++++ Task data
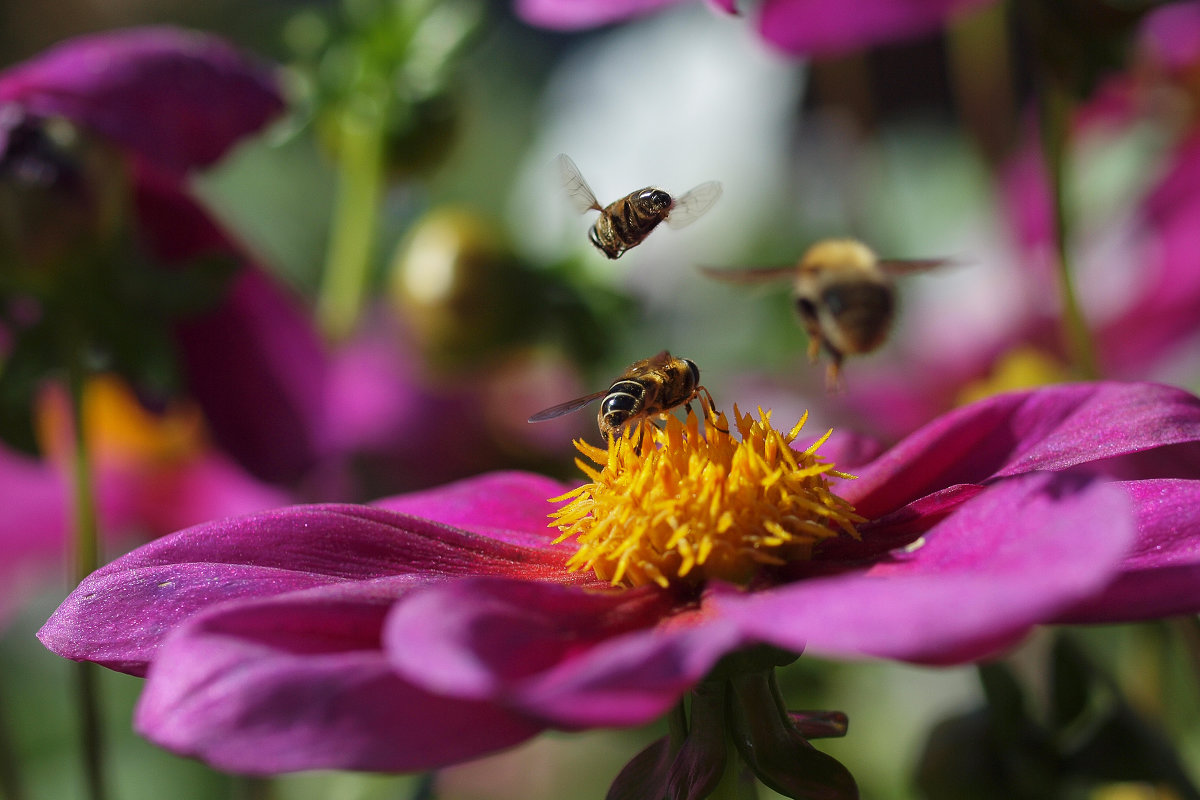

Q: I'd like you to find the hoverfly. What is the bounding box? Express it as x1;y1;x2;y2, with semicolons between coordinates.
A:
558;154;722;259
701;239;950;389
528;350;705;437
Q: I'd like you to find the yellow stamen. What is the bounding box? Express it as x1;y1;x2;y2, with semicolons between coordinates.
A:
550;398;864;589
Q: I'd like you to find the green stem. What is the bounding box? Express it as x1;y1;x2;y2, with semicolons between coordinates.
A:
667;697;689;754
316;100;387;342
0;689;26;800
231;776;273;800
66;350;106;800
1038;78;1100;380
709;733;758;800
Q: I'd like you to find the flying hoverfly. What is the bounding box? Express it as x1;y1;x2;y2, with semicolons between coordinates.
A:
558;153;722;259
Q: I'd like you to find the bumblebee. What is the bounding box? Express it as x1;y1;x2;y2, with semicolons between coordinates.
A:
702;239;949;389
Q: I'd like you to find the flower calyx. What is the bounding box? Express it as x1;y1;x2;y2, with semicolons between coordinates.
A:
606;664;856;800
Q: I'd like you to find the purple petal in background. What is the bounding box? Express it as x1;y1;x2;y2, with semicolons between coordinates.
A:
173;267;330;485
0;27;283;176
758;0;994;56
128;453;293;536
1140;0;1200;72
1100;132;1200;372
130;154;331;487
515;0;686;30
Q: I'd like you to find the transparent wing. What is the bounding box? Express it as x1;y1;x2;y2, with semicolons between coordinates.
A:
877;257;955;276
647;349;672;366
557;153;602;214
527;389;607;423
665;181;722;230
698;264;795;284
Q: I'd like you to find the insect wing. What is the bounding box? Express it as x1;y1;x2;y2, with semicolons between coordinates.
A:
557;153;602;214
527;389;608;423
698;264;795;284
877;257;954;276
644;349;673;367
665;181;722;229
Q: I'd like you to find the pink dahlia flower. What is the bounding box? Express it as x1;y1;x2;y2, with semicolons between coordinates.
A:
39;381;1200;781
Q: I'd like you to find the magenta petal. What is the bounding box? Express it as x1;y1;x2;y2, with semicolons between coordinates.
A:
135;587;544;773
1100;134;1200;372
758;0;993;55
1140;1;1200;71
129;166;333;485
715;473;1135;664
373;471;572;547
515;0;686;29
846;382;1200;520
128;453;294;536
384;577;745;727
0;27;283;175
173;267;331;485
1060;479;1200;622
38;502;569;674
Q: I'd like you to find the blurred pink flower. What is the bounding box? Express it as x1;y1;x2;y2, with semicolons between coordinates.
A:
0;29;330;624
0;376;290;628
0;27;330;484
516;0;993;55
39;381;1200;773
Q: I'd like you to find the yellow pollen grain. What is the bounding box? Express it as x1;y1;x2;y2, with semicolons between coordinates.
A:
548;397;865;589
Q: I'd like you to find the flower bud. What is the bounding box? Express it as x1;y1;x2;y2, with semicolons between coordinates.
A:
388;208;537;369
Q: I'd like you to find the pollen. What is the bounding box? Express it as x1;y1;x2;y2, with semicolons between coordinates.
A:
549;397;864;589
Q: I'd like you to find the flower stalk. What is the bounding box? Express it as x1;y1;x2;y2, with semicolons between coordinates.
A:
1037;74;1099;381
316;95;386;342
65;337;106;800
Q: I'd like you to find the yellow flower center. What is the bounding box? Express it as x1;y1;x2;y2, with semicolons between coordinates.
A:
549;398;864;589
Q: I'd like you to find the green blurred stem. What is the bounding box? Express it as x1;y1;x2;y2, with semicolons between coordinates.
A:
231;776;273;800
1172;617;1200;691
316;103;387;342
1038;78;1100;380
66;347;106;800
0;690;25;800
709;735;758;800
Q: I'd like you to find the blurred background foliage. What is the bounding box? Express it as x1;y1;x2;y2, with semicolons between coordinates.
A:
2;0;1200;798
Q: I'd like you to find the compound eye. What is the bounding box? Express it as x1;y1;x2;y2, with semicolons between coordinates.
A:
638;188;671;209
685;359;700;386
795;296;819;322
601;393;638;419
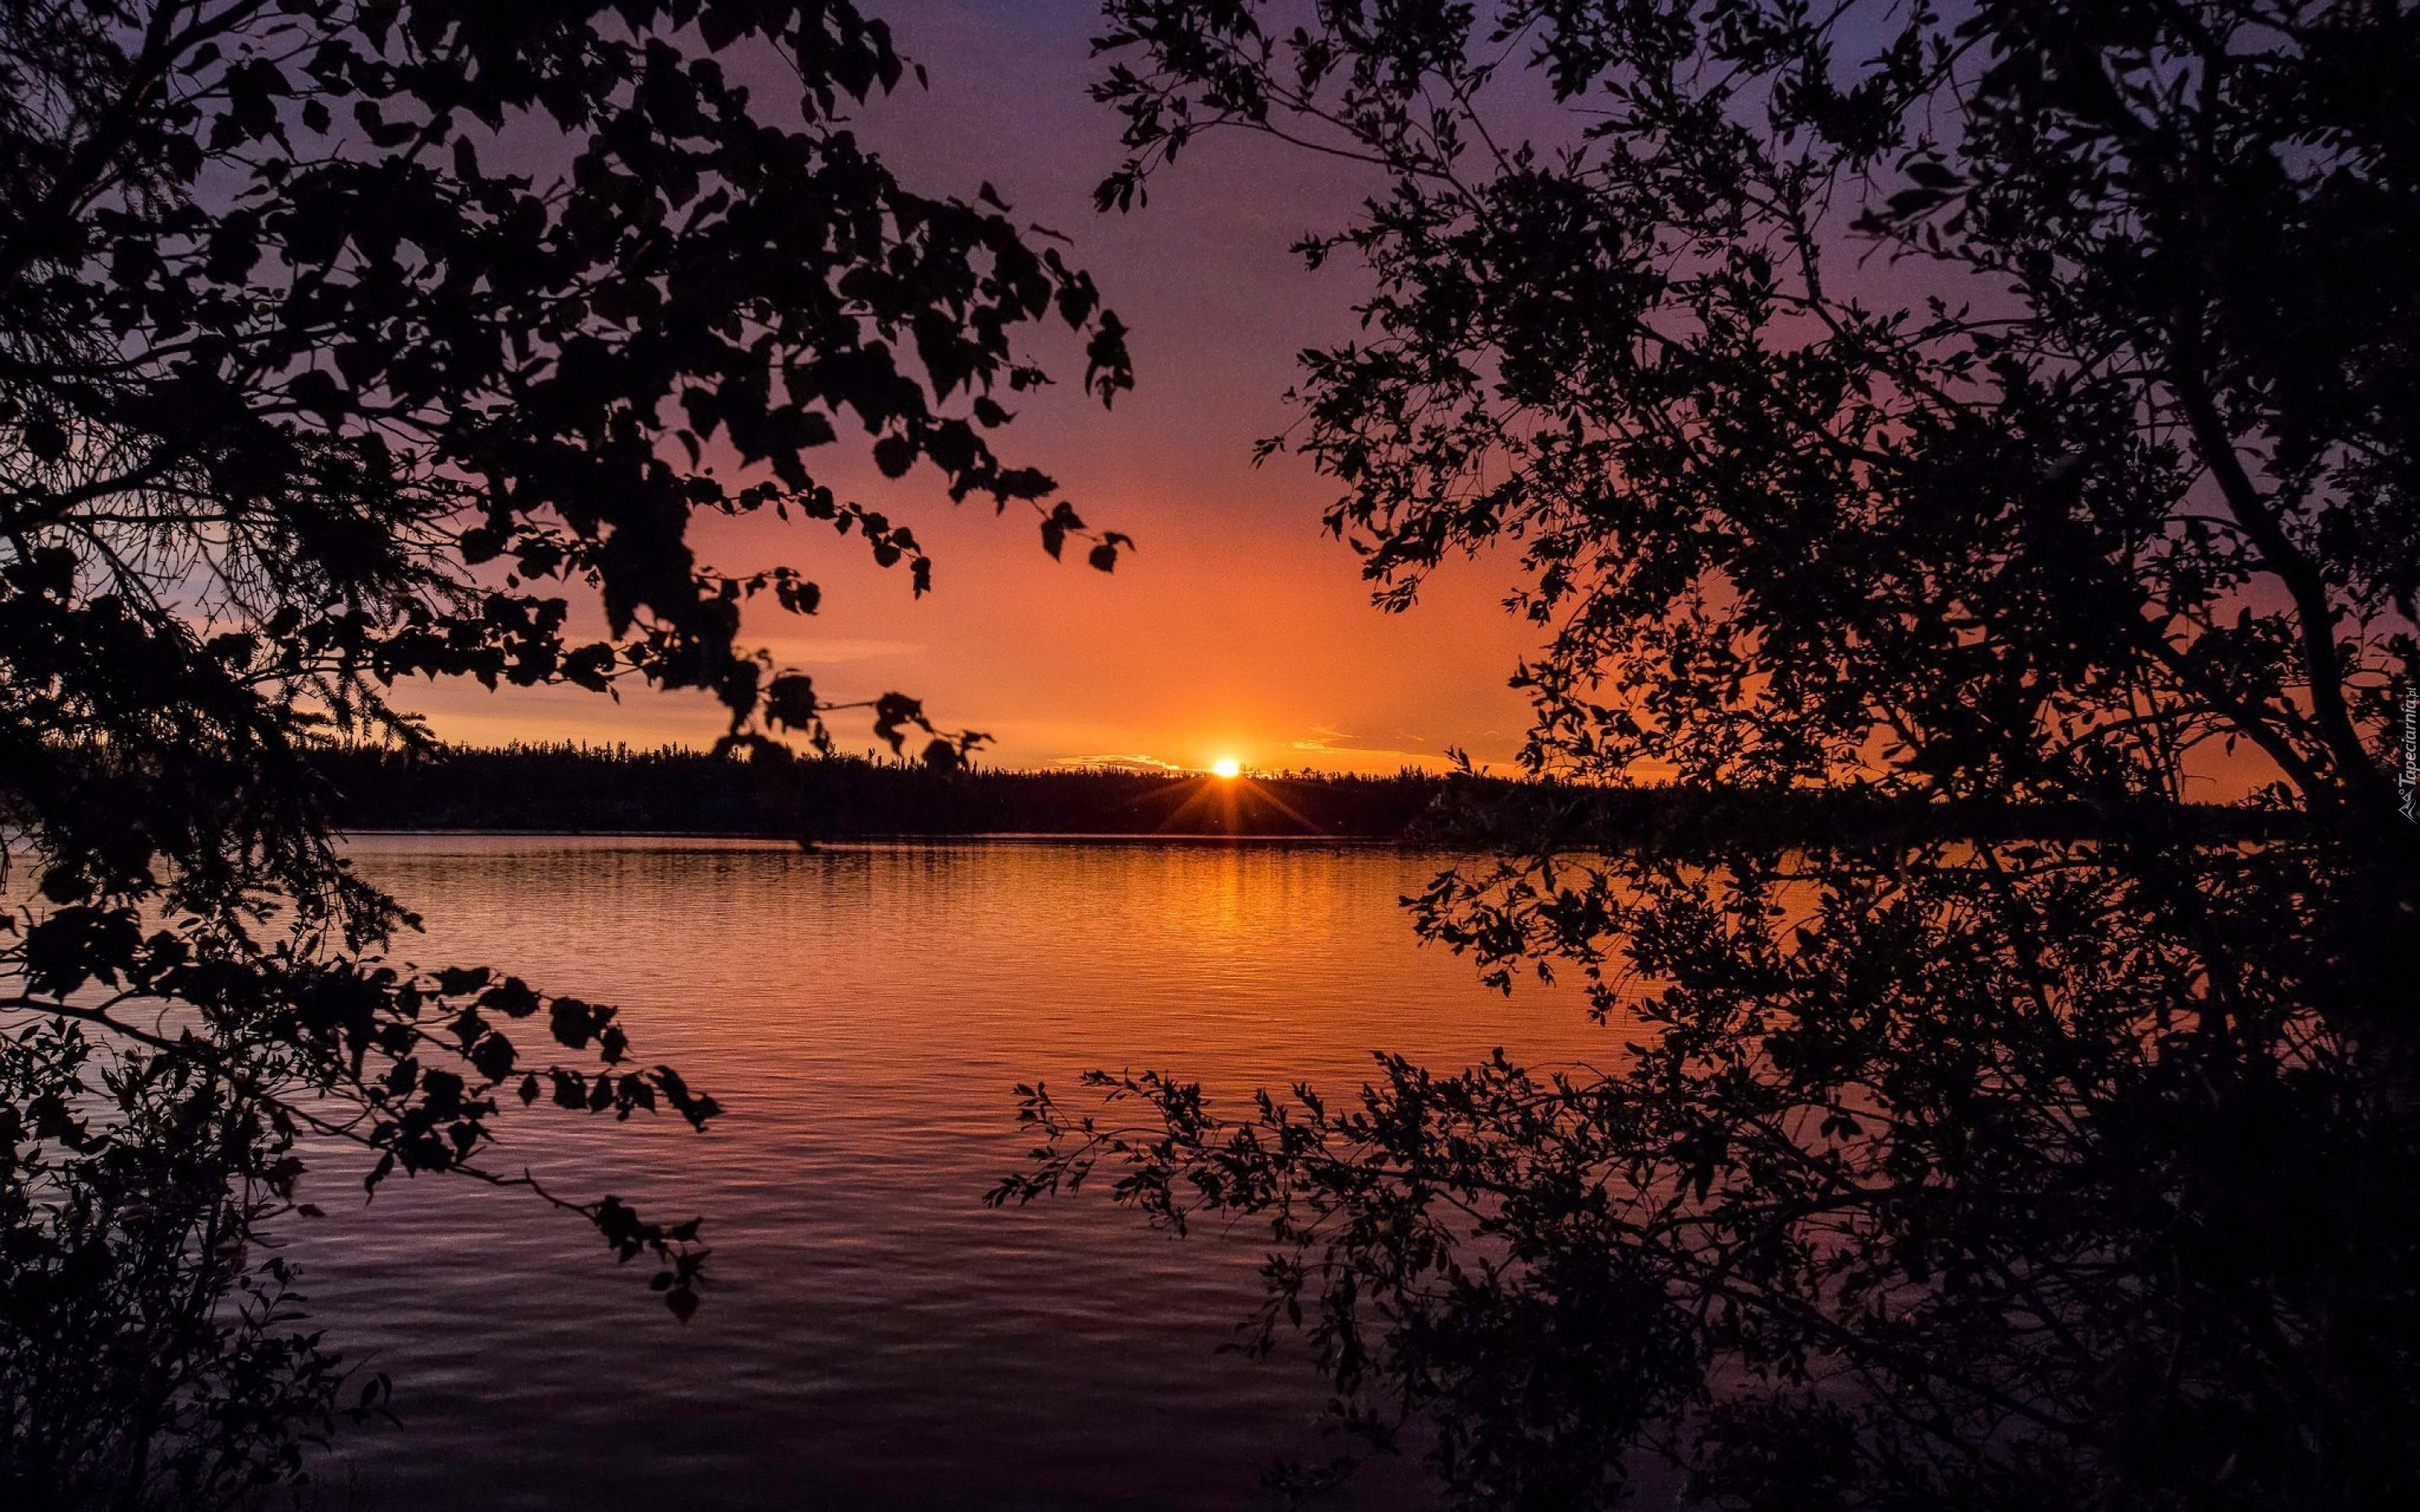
++++++++
Determine how many lines in the records include the string "wing". Only that number should be given.

2